委員会の委員は、大原清明、東芝弘明、小林総一、藤本憲一、福井強太の各議員。委員長は新堀行雄議員。請願採決の結果、「徹底審議と廃案」を求める意見書を提出しようということに賛成した議員は、東芝弘明と大原清明の2議員、意見書提出に反対したのは、小林総一、藤本憲一、福井強太の3議員だった。

審議の内容はおおむね次のとおり。
東芝弘明と大原清明議員の2人は、請願を採択することを呼びかけ、一致点を見いだすために、「憲法違反という憲法学者から疑義が出され、世論調査でも国民の多数が十分説明されていない、今国会で成立させるべきでないという状況になっているので、今国会では徹底的に審議し、廃案にすることを求めよう」という考え方を示した。
請願は、明確に今回の法案については、戦争法だという考え方を示し、結論として廃案を求めるものだった。2人の議員は、この請願が書いている法案の中身には立ち入らないで、「徹底審議と廃案を求める」という妥協点を打ち出したものだった。

6月4日に国会の憲法審査会で自民、民主、維新が推薦した参考人である3人の憲法学者が、現在の安全保障法案については、「違憲」だと指摘した。この指摘は非常に大きなインパクトを与えた。
委員会では、こういう状況を踏まえて、総務課長に出席をしてもらい、憲法に違反する法律をなぜ国会に提出することができないのか、という説明をしていただき、この憲法を守るべき人々が誰なのかを説明してもらった。この中で公務員は憲法に対し、遵守することを宣誓して公務員になっていることも語っていただいた。新人議員の中には、元県職員と元かつらぎ町役場職員もいる。これらの方々は、職員時代、日本国憲法に対し、遵守することを宣誓していたことになる。

この説明の上に立って、議論を行い、議論の中で東芝が3人の憲法学者の見解を、新聞記事を読み上げる形で紹介した。

データ項目

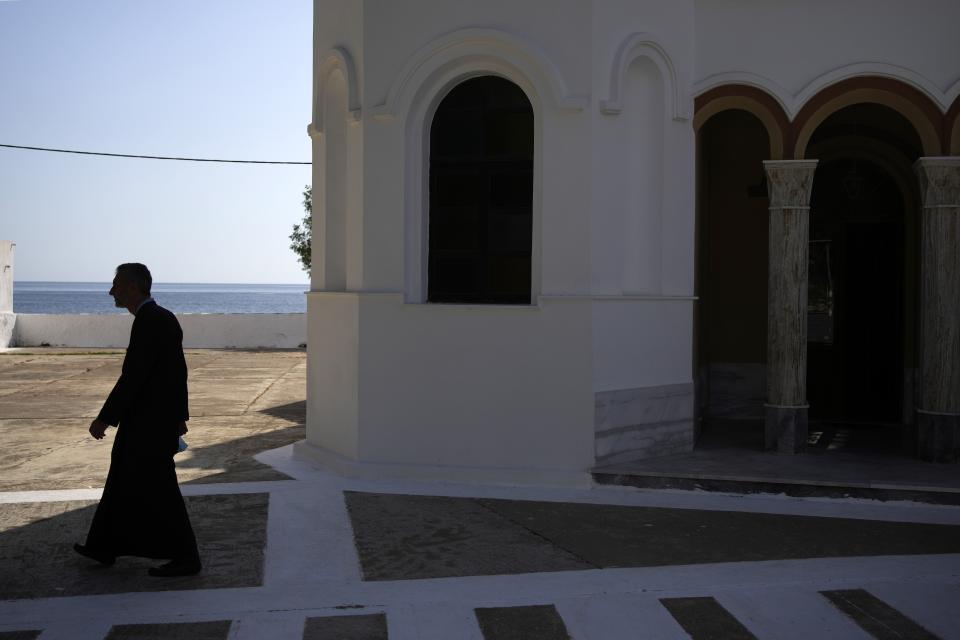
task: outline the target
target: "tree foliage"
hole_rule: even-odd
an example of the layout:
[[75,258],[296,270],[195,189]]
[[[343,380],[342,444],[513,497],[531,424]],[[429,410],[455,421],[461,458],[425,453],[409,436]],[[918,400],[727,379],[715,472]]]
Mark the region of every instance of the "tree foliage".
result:
[[297,254],[303,270],[310,271],[310,241],[313,238],[313,187],[303,189],[303,210],[306,212],[300,224],[293,225],[290,234],[290,248]]

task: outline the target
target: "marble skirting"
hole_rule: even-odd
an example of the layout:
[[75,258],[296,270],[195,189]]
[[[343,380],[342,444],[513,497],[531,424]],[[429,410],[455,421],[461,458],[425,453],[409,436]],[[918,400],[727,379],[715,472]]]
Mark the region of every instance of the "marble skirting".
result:
[[917,457],[960,462],[960,415],[917,411]]
[[762,362],[713,362],[704,367],[700,372],[706,391],[701,394],[704,415],[725,420],[762,419],[766,372]]
[[615,464],[693,450],[693,384],[594,394],[596,463]]

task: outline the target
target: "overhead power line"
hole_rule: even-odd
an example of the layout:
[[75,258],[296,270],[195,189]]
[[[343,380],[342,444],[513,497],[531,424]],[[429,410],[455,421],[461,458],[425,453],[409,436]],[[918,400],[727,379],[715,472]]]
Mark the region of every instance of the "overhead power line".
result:
[[26,149],[28,151],[49,151],[51,153],[78,153],[84,156],[109,156],[111,158],[140,158],[143,160],[180,160],[183,162],[230,162],[234,164],[312,164],[310,162],[287,162],[282,160],[222,160],[218,158],[178,158],[174,156],[143,156],[133,153],[103,153],[100,151],[77,151],[75,149],[48,149],[47,147],[25,147],[18,144],[0,144],[8,149]]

記述課題 1
委員会の報告で、意見書の提出に反対した議員は誰か。
記述課題 2
委員会の報告を、最後の文の後から続けて書くこと。

解答 1
小林総一、藤本憲一、福井強太の3議員。

解答 2
これに対し、小林総一議員が、自身の作成したメモに基づいて「1) 我が国に対する武力攻撃が発生したこと、又は我が国と密接な関係にある他国に対する武力攻撃が発生し、これにより我が国の存立が脅かされ、国民の生命、自由及び幸福追求の権利が根底から覆される明白な危険があること、2) これを排除し、我が国の存立を全うし、国民を守るために他に適当な手段がないこと、3) 必要最小限度の実力行使にとどまるべきこと」を紹介し、「内閣法制局が違憲でないと言っているので違憲ではない」と発言した。
東芝は、「小林議員が今紹介した3要件が、集団的自衛権を行使できるという根拠になっているが、この新3要件は、従来の政府の見解、つまり、憲法9条1項は、侵略に対して自衛のための反撃まで禁止していない。しかし、密接な関係にある国が攻撃を受けたからと言って、日本が攻撃を受けていないのに、海外でその国といっしょに反撃することは憲法上許されない、というものと全くリンクしていない。整合性が全くないので憲法学者から違憲だという話が出てくる」と主張した。

この発言に対し、委員長から意見を促された小林議員は、「私は違憲だと思いません」という態度を再度表明した。
大原清明議員は、「憲法学者3人がこぞって違憲だという指摘をしているんだから、この意見を踏まえて考えるべき。世論調査を見ても国民は慎重に審議すべきだと言っている。請願はあるけれど、趣旨を少し変えて意見書を出したらどうか」と発言した。東芝は、この発言の趣旨に賛意を表明した。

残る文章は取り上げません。